We successfully established stroke-prone SHR (SHRSP, 1974) [1] by successive breeding from a spontaneously hypertensive rat (SHR, 1963) [2], which died of hemorrhagic and/or ischemic stroke. Since they developed stroke spontaneously [3], they were regarded as an appropriate model for research not only on the pathophysiological mechanisms of stroke in general [4], lacunar stroke [5], cerebral small vessel diseases [6], and subcortical ischemic stroke [7,8], but also the post-stroke treatments [9,10]. Further, since they develop stroke genetically similar to humans, they are a useful model for the potential prediction of stroke through the analysis of genes related to stroke [11,12,13,14,15,16,17]. When stroke can be predicted based on the genes in SHRSP and hopefully in humans, stroke will be prevented by nutrition in humans, as first proven experimentally in SHRSP [3].
Stroke became the leading cause of death in Japan in 1960 after tuberculosis became pharmacologically treated. The nutritional situation in Japan over 60 years ago was supposed to cause stroke among cardiovascular diseases (CVD) because of traditional low protein intake characterized by limited meat supply and owing to habitually low calcium (Ca) and/or magnesium (Mg) intake due to low dairy food consumption. Therefore, we focused on the nutritional prevention of stroke and CVD in the newly established SHRSP by feeding them high-protein diets with Ca and Mg. Since the nutritional intakes were objectively estimated epidemiologically by 24 hour urine(24U) analyses of the biomarkers in humans [18], we attempted to show whether experimentally beneficial nutrients for preventing stroke in SHRSP would be epidemiologically associated with cardiovascular risk reduction in humans [19].
Therefore, we proposed to the World Health Organization (WHO) an international cooperative study, “Cardiovascular Diseases and Alimentary Comparison (CARDIAC) Study” [20,21], from our WHO Collaborating Center for Research on Primary Prevention of Cardiovascular Diseases, which was designated by WHO in 1983. In response to our proposal, representative researchers from 61 study sites joined the CARDIAC Study [22].
Since our cooperative studies for over 20 years revealed nutritional biomarkers in worldwide collected 24U samples were significantly associated with CVD risk reduction, we further analyzed these biomarkers in some populations known for their longevity, including Japan (J), which keeps the nearly longest average life expectancy in the world, and Mediterranean (M) countries such as Greece, Sicily of Italy, Spain, and Portugal.
In comparison with Euro-Western countries (EW) (Scotland, Ireland, Sweden, plus Canada, New Zealand, and Australia) where immigrants and descendants from their countries have been living. Among these countries, the popular diets of M countries, rich in polyphenols [23] and related nutrients from fruits, vegetables, olive oil, nuts [24], and fish, have been focused on their basic health effects [25], including cognitive function [26]. However, since no data on M diets compared with EW and J diets has been reported on nutritional biomarkers in 24U samples, we compared them with the CVD risks of M, J, and EW populations in the epidemiological study of this article.

(Saved entries)
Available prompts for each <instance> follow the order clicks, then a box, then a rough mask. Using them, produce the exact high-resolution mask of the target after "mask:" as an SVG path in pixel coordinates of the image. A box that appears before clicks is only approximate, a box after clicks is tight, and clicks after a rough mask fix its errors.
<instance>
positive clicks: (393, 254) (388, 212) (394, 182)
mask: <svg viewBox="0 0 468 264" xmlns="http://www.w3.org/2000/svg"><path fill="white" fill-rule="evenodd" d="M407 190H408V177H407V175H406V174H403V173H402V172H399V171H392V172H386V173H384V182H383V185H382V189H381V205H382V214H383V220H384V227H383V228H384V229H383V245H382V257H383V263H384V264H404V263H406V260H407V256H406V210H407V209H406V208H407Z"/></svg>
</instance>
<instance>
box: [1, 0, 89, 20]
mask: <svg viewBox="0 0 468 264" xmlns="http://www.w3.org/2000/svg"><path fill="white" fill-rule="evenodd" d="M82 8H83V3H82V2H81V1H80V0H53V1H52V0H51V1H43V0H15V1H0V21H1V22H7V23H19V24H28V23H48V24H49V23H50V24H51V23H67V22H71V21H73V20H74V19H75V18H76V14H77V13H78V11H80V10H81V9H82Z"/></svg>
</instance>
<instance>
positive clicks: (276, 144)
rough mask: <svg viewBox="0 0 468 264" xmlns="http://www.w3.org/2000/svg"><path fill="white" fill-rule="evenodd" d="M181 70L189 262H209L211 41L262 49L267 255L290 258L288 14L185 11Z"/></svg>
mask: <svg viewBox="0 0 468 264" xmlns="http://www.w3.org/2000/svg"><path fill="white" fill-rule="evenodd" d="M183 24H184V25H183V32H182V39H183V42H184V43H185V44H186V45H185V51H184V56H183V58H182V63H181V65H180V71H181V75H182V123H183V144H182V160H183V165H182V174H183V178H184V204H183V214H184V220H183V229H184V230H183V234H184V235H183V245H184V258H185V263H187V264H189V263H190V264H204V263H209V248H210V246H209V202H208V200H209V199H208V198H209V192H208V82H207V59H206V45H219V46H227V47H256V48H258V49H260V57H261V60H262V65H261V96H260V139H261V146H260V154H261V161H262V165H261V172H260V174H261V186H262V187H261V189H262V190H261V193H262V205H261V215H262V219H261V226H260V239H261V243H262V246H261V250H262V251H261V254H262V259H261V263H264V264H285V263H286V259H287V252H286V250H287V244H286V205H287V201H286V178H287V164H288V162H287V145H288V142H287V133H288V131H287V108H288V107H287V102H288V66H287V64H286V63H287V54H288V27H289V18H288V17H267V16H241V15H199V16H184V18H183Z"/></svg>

Directions
According to the document excerpt on stroke-prone rats, in what year did stroke become the leading cause of death in Japan?

Answer to this task
1960